* Textauszug *
<<<<
München, den Datum: 11.06.2019
Zamma - Das Festival in Oberbayern

Kulturkuppel des Bezirks Oberbayern

„Ich sehe was, was du nicht siehst.“ Das Kinderspiel ist mit einigem Nachdenken leicht zu schaffen. Eine größere Herausforderung ist es, über etwas zu sprechen, das es so weder gab noch gibt, aber bald geben wird: die Kulturkuppel des Bezirks Oberbayern und die in ihr geplante audio-visuelle Installation „Kosmos Oberbayern“. 

Mit diesem Gesamtkunstwerk möchte der Bezirk Oberbayern seinen einzigartigen Schatz an Instrumenten und Textilien, Musik und Schriften, Häusern und Kunst in einer außergewöhnlichen Form erlebbar machen. Zu sehen gibt es die Kulturkuppel erstmals beim ZAMMA – Kulturfestival Oberbayern 2019, das der Bezirk Oberbayern vom 13. bis 20. Juli in Garmisch-Partenkirchen veranstaltet.

Auf dem Richard-Strauss-Platz wird sie mit einer Höhe von über sieben Metern und fast 13 Metern Durchmesser nicht zu übersehen sein. Die auf- und abbaubare äußere Hülle wird derzeit vom Coburger Designforum angefertigt. Das audio-visuelle Innenleben erarbeitet der Musiker Johannes Dobroschke zusammen mit der Videokünstlerin und Regisseurin Susanne Steinmassl. Beide haben vorab Fragen zu ihrer Arbeit am „Kosmos Oberbayern“ beantwortet:

Es fällt schwer, sich vorzustellen, wie die Performance im Inneren der Kuppel aussieht. Warum ist es so schwierig, sie vorab zu präsentieren?
Steinmassl: Die Installation schafft ein immersives Erlebnis, das heißt, die virtuelle Realität, der man darin ausgesetzt ist, wird als ziemlich echt empfunden. Die Arbeit entfaltet sich mit Betreten der Kuppel und umhüllt die Besucherinnen und Besucher von allen Seiten. Das Erlebnis findet nicht nur auf einer Ebene statt, sondern ist ein räumliches – darin besteht auch die Schönheit. Es ist keine Arbeit, die man zwischendurch auf dem Weg zur Arbeit auf dem Smartphone erfassen kann, sondern man braucht das physische Erleben: also den Weg in eine Kuppel mit 360 Grad-Leinwand und räumlichem Lautsprecher-System.
>>>>
* Aufgabe *
Von wem wird laut dem Textauszug die auf- und abbaubare äußere Hülle der Kulturkuppel angefertigt? Für die Bearbeitung sind die Daten nicht erforderlich.

* Bereitgestellte Daten *
<<<<
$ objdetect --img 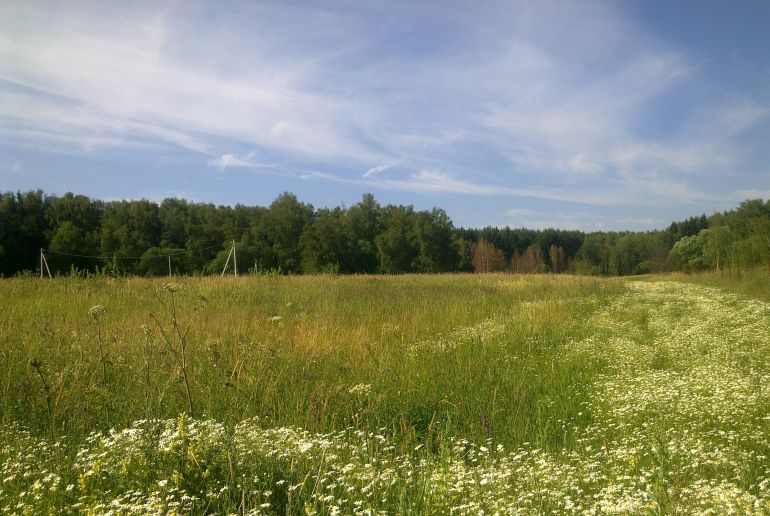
>>>>
* Lösung *
Vom Coburger Designforum.